You are viewing a plain text version of this content. The canonical link for it is here.
Posted to issues@bookkeeper.apache.org by GitBox <gi...@apache.org> on 2018/01/27 01:31:41 UTC

[GitHub] sijie opened a new issue #1066: Don't allow write entries with same entry id multiple times in bookie

sijie opened a new issue #1066: Don't allow write entries with same entry id multiple times in bookie
URL: https://github.com/apache/bookkeeper/issues/1066
 
 
   **FEATURE REQUEST**
   
   1. Please describe the feature you are requesting.
   
   multiple entries with same entry id can be written into one bookie in following 2 cases:
   
   - if `ensemble change` is disabled, client will reattempt writing an entry to same bookie again after failures. The failures can come from timeouts.
   - if `ensemble change` is flapping, e.g. [A, B, C] -> [A, B, D] -> [A, B, C].
   - auto recovery can write entries to bookies that used to be excluded from an ensemble.
   
   Currently bookies are allowed writing entries with same entry id multiple times. That means multiple entries of same entry id would appear in entry log files, but only one entry's location will be updated in ledger cache.

(Image location labeling rows)
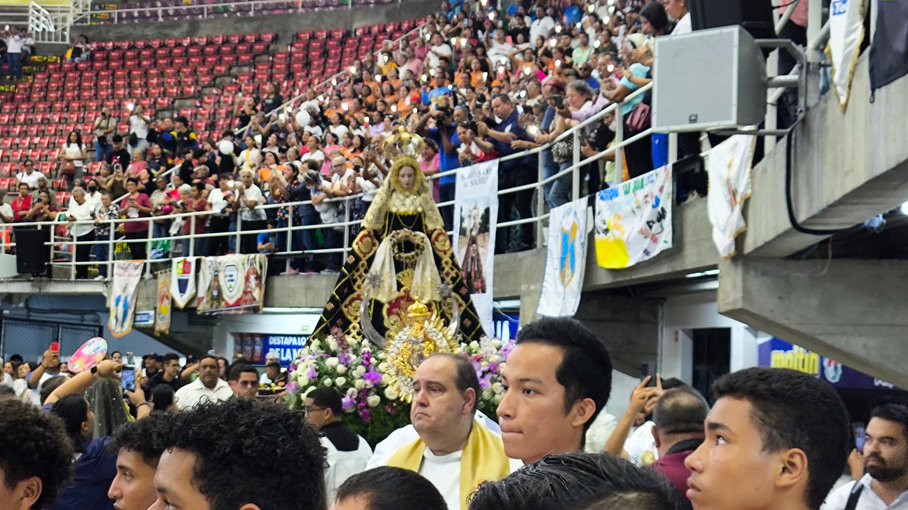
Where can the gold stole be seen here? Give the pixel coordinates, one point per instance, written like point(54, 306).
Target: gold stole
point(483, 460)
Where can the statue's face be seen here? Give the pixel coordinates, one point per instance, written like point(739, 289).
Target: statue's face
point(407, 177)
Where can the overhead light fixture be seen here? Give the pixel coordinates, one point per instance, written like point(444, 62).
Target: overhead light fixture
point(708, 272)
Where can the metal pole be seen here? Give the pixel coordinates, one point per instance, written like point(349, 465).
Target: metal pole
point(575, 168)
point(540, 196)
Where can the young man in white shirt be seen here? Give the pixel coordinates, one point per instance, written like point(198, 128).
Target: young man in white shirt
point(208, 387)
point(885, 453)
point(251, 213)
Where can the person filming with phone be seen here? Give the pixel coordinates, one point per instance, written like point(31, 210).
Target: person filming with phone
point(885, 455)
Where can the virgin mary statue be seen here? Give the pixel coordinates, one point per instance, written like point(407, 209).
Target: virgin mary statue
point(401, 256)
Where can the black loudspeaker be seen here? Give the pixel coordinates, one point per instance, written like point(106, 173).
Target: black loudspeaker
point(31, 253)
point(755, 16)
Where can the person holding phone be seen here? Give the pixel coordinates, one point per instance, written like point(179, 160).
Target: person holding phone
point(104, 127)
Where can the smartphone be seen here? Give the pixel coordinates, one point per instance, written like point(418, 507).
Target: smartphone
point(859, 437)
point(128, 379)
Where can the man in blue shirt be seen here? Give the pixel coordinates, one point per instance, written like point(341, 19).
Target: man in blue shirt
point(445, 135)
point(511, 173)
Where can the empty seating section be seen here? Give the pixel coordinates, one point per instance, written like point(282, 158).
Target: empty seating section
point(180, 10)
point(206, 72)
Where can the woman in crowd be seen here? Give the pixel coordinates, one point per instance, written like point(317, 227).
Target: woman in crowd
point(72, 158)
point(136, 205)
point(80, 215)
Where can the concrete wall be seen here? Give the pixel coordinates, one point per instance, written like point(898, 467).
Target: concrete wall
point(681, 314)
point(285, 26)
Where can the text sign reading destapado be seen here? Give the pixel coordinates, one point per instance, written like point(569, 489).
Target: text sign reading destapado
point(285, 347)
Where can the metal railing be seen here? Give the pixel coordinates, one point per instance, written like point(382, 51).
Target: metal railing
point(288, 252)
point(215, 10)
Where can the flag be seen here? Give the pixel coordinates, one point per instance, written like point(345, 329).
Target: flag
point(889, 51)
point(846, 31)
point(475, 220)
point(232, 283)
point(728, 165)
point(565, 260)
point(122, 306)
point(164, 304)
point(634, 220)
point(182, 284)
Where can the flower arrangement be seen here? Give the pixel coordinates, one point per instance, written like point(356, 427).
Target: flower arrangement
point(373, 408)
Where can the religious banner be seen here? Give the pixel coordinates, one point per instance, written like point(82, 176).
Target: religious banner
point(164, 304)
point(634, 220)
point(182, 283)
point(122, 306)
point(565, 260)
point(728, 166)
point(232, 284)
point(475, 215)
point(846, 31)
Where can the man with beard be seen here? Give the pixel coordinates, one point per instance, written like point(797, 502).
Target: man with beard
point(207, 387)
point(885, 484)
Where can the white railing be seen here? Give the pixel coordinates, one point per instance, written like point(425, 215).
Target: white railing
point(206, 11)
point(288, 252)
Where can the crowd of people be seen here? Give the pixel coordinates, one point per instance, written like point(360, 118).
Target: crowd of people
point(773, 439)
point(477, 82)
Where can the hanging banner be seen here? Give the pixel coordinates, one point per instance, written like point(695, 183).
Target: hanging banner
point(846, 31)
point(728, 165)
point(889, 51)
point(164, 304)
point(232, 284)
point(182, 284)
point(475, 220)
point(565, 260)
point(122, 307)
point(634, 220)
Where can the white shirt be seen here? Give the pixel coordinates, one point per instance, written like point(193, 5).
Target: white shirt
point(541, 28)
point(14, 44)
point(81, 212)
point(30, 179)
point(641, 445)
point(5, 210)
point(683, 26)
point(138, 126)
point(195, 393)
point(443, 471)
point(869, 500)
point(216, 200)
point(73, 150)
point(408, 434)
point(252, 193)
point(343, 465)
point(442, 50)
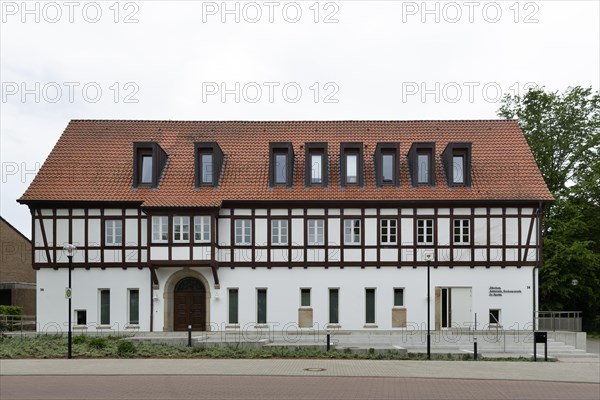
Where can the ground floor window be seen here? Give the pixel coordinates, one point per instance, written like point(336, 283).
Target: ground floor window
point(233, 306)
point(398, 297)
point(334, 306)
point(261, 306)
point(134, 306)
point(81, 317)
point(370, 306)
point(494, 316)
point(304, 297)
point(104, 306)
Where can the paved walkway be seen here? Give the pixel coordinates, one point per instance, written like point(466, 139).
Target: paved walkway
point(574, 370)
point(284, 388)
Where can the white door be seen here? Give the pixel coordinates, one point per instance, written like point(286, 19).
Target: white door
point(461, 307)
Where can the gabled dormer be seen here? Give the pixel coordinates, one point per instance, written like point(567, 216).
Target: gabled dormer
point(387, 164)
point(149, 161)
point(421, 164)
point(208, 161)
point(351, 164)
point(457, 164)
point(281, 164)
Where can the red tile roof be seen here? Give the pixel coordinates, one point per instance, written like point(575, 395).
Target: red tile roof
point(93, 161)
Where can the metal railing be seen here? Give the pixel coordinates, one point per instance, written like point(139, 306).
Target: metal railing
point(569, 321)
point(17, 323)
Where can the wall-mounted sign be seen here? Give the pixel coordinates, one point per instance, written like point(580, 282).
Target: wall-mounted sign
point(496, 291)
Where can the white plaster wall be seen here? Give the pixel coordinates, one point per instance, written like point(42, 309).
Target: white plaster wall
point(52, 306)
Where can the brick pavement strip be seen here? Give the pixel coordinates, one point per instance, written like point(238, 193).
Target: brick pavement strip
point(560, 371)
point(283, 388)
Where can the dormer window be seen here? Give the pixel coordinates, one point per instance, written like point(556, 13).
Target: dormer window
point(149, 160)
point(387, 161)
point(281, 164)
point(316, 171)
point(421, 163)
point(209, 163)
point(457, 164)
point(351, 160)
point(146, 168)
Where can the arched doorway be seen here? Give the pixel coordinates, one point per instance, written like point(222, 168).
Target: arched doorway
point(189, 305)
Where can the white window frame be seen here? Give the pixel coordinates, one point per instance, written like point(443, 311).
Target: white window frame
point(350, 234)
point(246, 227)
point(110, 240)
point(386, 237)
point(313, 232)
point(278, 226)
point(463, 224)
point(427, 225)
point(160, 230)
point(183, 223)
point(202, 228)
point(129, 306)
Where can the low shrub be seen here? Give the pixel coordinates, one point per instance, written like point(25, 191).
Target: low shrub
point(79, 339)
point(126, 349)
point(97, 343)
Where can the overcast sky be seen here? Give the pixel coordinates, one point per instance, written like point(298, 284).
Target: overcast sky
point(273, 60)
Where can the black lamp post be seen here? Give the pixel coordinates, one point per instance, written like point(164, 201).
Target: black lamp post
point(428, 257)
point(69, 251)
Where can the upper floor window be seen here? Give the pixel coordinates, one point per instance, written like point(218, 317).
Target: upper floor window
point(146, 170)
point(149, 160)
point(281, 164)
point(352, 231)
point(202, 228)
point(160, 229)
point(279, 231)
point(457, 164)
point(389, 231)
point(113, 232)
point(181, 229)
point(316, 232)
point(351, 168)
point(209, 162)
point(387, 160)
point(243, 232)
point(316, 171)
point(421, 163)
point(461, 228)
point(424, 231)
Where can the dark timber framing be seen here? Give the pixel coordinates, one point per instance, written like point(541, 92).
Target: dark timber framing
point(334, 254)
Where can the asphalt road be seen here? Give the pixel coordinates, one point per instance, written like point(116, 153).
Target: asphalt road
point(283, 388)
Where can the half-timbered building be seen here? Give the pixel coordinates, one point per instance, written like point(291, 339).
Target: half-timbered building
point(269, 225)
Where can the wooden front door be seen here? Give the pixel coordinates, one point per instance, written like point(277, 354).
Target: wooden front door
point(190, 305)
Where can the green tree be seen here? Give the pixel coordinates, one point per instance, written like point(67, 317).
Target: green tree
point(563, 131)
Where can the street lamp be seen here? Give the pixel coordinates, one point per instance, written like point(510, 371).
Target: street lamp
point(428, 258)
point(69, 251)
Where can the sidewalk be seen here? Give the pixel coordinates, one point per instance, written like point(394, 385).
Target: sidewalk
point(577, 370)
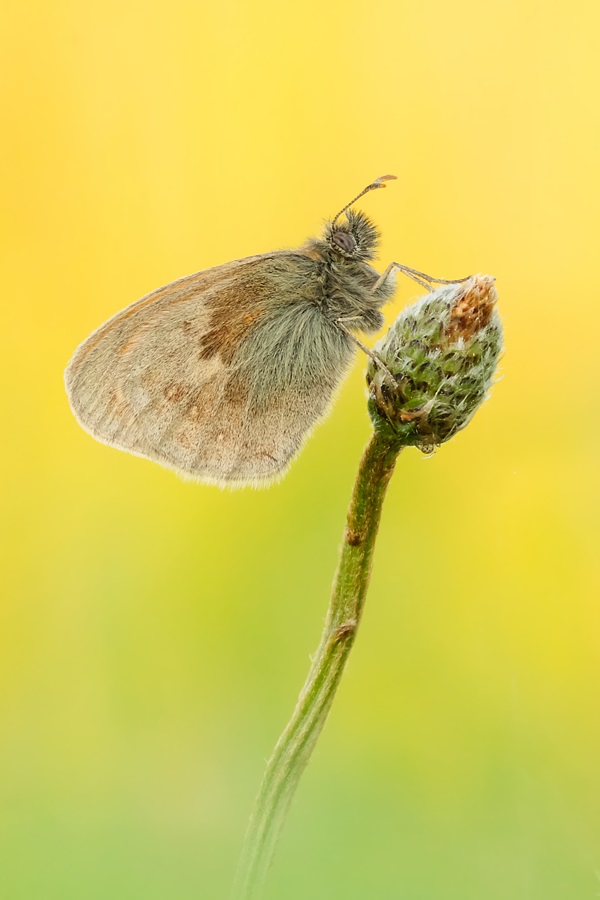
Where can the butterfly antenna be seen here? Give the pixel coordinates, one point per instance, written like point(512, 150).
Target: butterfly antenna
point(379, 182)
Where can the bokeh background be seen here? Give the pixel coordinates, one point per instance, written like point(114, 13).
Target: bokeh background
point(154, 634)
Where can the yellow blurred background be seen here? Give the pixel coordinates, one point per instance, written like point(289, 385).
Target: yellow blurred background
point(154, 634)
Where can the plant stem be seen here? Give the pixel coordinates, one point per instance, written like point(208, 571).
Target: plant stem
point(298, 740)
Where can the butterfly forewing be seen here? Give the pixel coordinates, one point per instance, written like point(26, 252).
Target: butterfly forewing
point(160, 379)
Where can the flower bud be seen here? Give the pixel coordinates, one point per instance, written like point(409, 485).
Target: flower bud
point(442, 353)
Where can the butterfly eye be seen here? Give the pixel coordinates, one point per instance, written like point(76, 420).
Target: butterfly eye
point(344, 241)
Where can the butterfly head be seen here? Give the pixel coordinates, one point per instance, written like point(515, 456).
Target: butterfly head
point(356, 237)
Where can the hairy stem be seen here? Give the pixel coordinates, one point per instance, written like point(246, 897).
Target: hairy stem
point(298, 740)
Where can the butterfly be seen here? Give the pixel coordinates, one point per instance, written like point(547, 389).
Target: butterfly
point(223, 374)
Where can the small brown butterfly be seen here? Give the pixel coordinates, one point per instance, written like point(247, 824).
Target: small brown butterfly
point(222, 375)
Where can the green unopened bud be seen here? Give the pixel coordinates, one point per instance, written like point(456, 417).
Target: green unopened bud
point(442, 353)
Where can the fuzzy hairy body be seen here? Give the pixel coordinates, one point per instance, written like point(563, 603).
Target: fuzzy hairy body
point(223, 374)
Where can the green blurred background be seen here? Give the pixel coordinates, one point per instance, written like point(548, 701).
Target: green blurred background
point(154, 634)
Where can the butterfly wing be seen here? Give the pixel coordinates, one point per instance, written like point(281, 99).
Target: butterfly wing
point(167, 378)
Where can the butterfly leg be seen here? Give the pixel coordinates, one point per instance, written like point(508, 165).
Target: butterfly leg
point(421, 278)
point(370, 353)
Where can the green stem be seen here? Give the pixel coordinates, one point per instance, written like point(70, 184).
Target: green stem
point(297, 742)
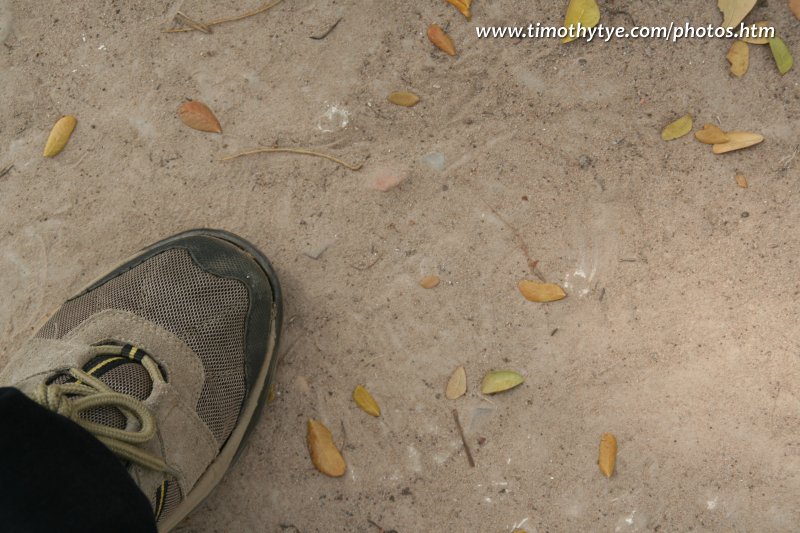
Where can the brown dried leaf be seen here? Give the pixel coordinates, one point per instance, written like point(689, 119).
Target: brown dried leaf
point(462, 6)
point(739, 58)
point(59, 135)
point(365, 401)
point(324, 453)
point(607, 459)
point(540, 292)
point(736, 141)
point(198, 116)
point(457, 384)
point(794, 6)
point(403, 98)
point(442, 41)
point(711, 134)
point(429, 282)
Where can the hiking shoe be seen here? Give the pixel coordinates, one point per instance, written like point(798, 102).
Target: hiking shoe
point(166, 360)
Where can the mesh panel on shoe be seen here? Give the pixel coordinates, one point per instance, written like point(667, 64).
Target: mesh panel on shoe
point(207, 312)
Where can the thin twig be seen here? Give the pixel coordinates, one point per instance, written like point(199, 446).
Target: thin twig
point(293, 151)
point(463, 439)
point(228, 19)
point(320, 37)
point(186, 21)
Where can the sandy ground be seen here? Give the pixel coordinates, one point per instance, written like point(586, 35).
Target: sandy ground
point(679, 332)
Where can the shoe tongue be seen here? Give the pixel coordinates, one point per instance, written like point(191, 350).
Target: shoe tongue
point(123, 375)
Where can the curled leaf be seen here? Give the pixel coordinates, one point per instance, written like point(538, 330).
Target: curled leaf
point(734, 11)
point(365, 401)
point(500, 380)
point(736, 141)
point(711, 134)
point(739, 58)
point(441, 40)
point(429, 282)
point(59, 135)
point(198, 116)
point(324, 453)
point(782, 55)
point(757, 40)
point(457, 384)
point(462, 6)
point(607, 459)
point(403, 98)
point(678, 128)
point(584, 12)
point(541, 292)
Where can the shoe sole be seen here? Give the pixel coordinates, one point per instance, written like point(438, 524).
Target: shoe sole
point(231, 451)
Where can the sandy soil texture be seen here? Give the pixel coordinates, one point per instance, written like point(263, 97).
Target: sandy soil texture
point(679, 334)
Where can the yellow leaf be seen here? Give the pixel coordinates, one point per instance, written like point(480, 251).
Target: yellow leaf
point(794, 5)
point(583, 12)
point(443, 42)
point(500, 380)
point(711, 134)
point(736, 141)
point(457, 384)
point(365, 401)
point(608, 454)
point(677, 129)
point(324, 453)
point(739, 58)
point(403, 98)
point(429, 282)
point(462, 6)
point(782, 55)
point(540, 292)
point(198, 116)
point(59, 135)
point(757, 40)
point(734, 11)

Task set:
a – Repeat part of the BookKeeper issue post, beginning at the words "multiple entries with" and stopping after the words "come from timeouts.".
b – Answer these questions using the BookKeeper issue post.
(i) Who opened issue #1066?
(ii) When ensemble change is disabled, what can cause the failures that lead the client to write an entry to the same bookie again?
(iii) When several entries share one entry id, how many of those entries have their location updated in the ledger cache?

Written responses:
a –
multiple entries with same entry id can be written into one bookie in following 2 cases:
   
   - if `ensemble change` is disabled, client will reattempt writing an entry to same bookie again after failures. The failures can come from timeouts.

b –
(i) sijie
(ii) Timeouts
(iii) Only one